__What to do__:
• 1. In the text about Frida's 1939 trip to Paris, list the groups it says were waging verbal battle in the world capital of culture.
• 2. Revise the text about Frida's 1939 trip to Paris. Write it out starting with "Do not stop" and going on through "an uncertain fate.", with "uneasy peace" changed to "uneasy calm".

[Opening Supplied text section]

What exists are roots
that appear transparent
transformed
In the eternal fruit tree
Your fruits give off their aromas
your flowers give their color
growing with the joy
of the winds and the blossoms.
Do not stop giving thirst
to the tree of which you are the sun, the tree
that treasured your seed
“Diego” is the name of love.
Chapter 15
This Pinchisimo Paris
IN JANUARY 1939, when Frida sailed for France, Europe was in a state of uneasy peace. Hitler had been “appeased” at Munich, and the Spanish Civil War was drawing to a close: on February 27, Britain and France recognized the Franco regime. In the world capital of culture, fascists and Trotskyites, Communists and capitalists, liberals and conservatives, waged verbal battle, debating the fine points of theory while the first of what was to be a flood of refugees awaited an uncertain fate.
Frida stayed first with André and Jacqueline Breton in their small apartment at 42 Rue Fontaine (the intersection of Surrealist and Trotskyite circles in Paris), but it was not a happy visit. In the first place, the exhibit Breton had supposedly organized was delayed: “The question of the exhibition is all a damn mess,” Frida wrote Nickolas Muray on February 16:
Until I came the paintings were still in the custom house, because the s. of a b. of Breton didn’t take the trouble to get them out. The photographs which you sent ages ago, he never received—so he says—the gallery was not arranged for the exhibit at all and Breton has no gallery of his own long ago. So I had to wait days and days just like an idiot till I met Marcel Duchamp (marvelous painter) who is the only one who has his feet on the earth, among all this bunch of coocoo lunatic sons of bitches of the surrealists. He immediately got my paintings out and tried to find a gallery. Finally there was a gallery called “Pierre Colle” which accepted the damn exhibition. Now Breton wants to exhibit together with my paintings, 14 portraits of the XIX century (Mexican), about 32 photographs of Alvarez Bravo, and lots of popular objects which he bought on the markets of Mexico—all this junk, can you beat that? For the 15th of March the gallery suppose to be ready. But the 14 oils of the XIX century must be restored and the damn restoration takes a whole month. I had to lend to Breton 200 bucks (Dlls) for the restoration because he doesn’t have a penny. (I sent a cable to Diego telling him the situation and telling that I lended to Breton that money—he was furious, but now is done and I have nothing to do about it.) I still have money to stay here till the beginning of March so I don’t have to worry so much.

[Closing Supplied text section]
[Opening Information section]

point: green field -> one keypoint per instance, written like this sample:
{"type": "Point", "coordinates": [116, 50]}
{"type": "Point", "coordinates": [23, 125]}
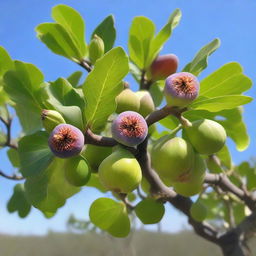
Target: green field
{"type": "Point", "coordinates": [91, 244]}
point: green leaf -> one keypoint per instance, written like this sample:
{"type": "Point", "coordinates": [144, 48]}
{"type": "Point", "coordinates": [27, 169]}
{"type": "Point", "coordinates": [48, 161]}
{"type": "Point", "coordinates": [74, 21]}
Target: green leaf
{"type": "Point", "coordinates": [169, 122]}
{"type": "Point", "coordinates": [102, 85]}
{"type": "Point", "coordinates": [49, 189]}
{"type": "Point", "coordinates": [95, 183]}
{"type": "Point", "coordinates": [6, 62]}
{"type": "Point", "coordinates": [235, 128]}
{"type": "Point", "coordinates": [3, 139]}
{"type": "Point", "coordinates": [156, 91]}
{"type": "Point", "coordinates": [149, 211]}
{"type": "Point", "coordinates": [227, 80]}
{"type": "Point", "coordinates": [200, 61]}
{"type": "Point", "coordinates": [18, 202]}
{"type": "Point", "coordinates": [135, 72]}
{"type": "Point", "coordinates": [23, 85]}
{"type": "Point", "coordinates": [4, 113]}
{"type": "Point", "coordinates": [34, 154]}
{"type": "Point", "coordinates": [59, 41]}
{"type": "Point", "coordinates": [62, 97]}
{"type": "Point", "coordinates": [220, 103]}
{"type": "Point", "coordinates": [61, 92]}
{"type": "Point", "coordinates": [233, 124]}
{"type": "Point", "coordinates": [14, 157]}
{"type": "Point", "coordinates": [107, 32]}
{"type": "Point", "coordinates": [74, 78]}
{"type": "Point", "coordinates": [73, 23]}
{"type": "Point", "coordinates": [111, 216]}
{"type": "Point", "coordinates": [164, 34]}
{"type": "Point", "coordinates": [141, 33]}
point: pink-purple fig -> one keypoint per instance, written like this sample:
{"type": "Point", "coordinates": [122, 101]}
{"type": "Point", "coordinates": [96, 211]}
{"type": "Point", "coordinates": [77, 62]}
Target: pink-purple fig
{"type": "Point", "coordinates": [129, 128]}
{"type": "Point", "coordinates": [163, 66]}
{"type": "Point", "coordinates": [66, 141]}
{"type": "Point", "coordinates": [181, 89]}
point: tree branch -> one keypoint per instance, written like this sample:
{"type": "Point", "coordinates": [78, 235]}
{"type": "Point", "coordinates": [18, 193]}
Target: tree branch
{"type": "Point", "coordinates": [226, 185]}
{"type": "Point", "coordinates": [161, 191]}
{"type": "Point", "coordinates": [11, 177]}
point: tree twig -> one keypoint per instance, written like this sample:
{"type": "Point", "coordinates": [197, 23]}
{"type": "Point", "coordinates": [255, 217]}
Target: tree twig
{"type": "Point", "coordinates": [160, 190]}
{"type": "Point", "coordinates": [11, 177]}
{"type": "Point", "coordinates": [226, 185]}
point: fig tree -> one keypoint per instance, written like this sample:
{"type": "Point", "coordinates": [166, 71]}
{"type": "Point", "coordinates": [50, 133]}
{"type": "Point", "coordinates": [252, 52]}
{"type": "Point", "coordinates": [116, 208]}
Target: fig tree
{"type": "Point", "coordinates": [181, 89]}
{"type": "Point", "coordinates": [129, 128]}
{"type": "Point", "coordinates": [206, 136]}
{"type": "Point", "coordinates": [120, 172]}
{"type": "Point", "coordinates": [127, 100]}
{"type": "Point", "coordinates": [172, 158]}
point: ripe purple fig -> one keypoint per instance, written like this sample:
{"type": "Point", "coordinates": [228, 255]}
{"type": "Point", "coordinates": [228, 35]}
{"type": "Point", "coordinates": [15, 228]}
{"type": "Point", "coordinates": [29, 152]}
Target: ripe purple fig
{"type": "Point", "coordinates": [181, 89]}
{"type": "Point", "coordinates": [66, 141]}
{"type": "Point", "coordinates": [129, 128]}
{"type": "Point", "coordinates": [163, 66]}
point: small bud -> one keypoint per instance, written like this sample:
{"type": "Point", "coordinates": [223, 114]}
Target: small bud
{"type": "Point", "coordinates": [50, 119]}
{"type": "Point", "coordinates": [96, 49]}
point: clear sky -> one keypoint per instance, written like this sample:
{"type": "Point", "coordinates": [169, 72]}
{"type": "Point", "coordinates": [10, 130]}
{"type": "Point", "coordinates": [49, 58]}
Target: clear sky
{"type": "Point", "coordinates": [233, 21]}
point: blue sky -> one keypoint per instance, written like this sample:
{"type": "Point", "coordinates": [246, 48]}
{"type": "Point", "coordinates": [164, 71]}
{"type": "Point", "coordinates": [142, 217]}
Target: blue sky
{"type": "Point", "coordinates": [232, 21]}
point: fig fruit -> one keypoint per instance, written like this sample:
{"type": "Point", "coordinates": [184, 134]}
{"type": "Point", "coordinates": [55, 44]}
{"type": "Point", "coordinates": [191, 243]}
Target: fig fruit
{"type": "Point", "coordinates": [206, 136]}
{"type": "Point", "coordinates": [147, 105]}
{"type": "Point", "coordinates": [129, 128]}
{"type": "Point", "coordinates": [50, 119]}
{"type": "Point", "coordinates": [163, 66]}
{"type": "Point", "coordinates": [66, 141]}
{"type": "Point", "coordinates": [192, 183]}
{"type": "Point", "coordinates": [77, 171]}
{"type": "Point", "coordinates": [181, 89]}
{"type": "Point", "coordinates": [172, 158]}
{"type": "Point", "coordinates": [149, 211]}
{"type": "Point", "coordinates": [120, 172]}
{"type": "Point", "coordinates": [127, 100]}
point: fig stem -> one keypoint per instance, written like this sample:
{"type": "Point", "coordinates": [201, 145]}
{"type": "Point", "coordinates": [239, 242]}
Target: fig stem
{"type": "Point", "coordinates": [98, 140]}
{"type": "Point", "coordinates": [160, 114]}
{"type": "Point", "coordinates": [86, 65]}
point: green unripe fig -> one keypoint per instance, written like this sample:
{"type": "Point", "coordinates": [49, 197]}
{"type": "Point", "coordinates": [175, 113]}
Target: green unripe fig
{"type": "Point", "coordinates": [212, 165]}
{"type": "Point", "coordinates": [149, 211]}
{"type": "Point", "coordinates": [145, 185]}
{"type": "Point", "coordinates": [127, 100]}
{"type": "Point", "coordinates": [163, 66]}
{"type": "Point", "coordinates": [198, 211]}
{"type": "Point", "coordinates": [50, 119]}
{"type": "Point", "coordinates": [120, 172]}
{"type": "Point", "coordinates": [96, 49]}
{"type": "Point", "coordinates": [147, 105]}
{"type": "Point", "coordinates": [95, 155]}
{"type": "Point", "coordinates": [192, 184]}
{"type": "Point", "coordinates": [206, 136]}
{"type": "Point", "coordinates": [77, 171]}
{"type": "Point", "coordinates": [172, 158]}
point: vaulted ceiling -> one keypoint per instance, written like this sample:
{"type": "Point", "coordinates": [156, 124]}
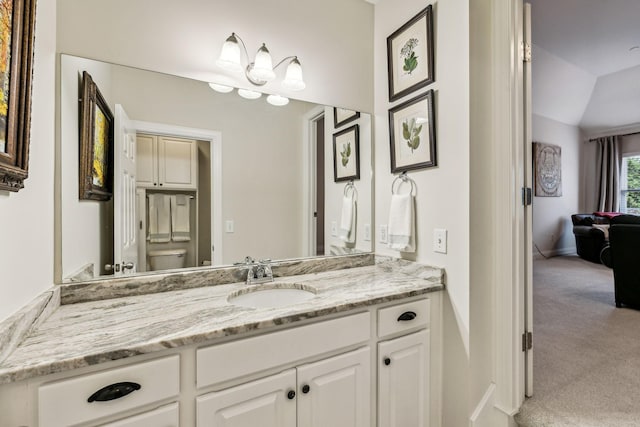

[Closing Information section]

__Results for the exercise__:
• 1. fascists, Trotskyites, Communists, capitalists, liberals, conservatives

• 2.
Do not stop giving thirst
to the tree of which you are the sun, the tree
that treasured your seed
“Diego” is the name of love.
Chapter 15
This Pinchisimo Paris
IN JANUARY 1939, when Frida sailed for France, Europe was in a state of uneasy calm. Hitler had been “appeased” at Munich, and the Spanish Civil War was drawing to a close: on February 27, Britain and France recognized the Franco regime. In the world capital of culture, fascists and Trotskyites, Communists and capitalists, liberals and conservatives, waged verbal battle, debating the fine points of theory while the first of what was to be a flood of refugees awaited an uncertain fate.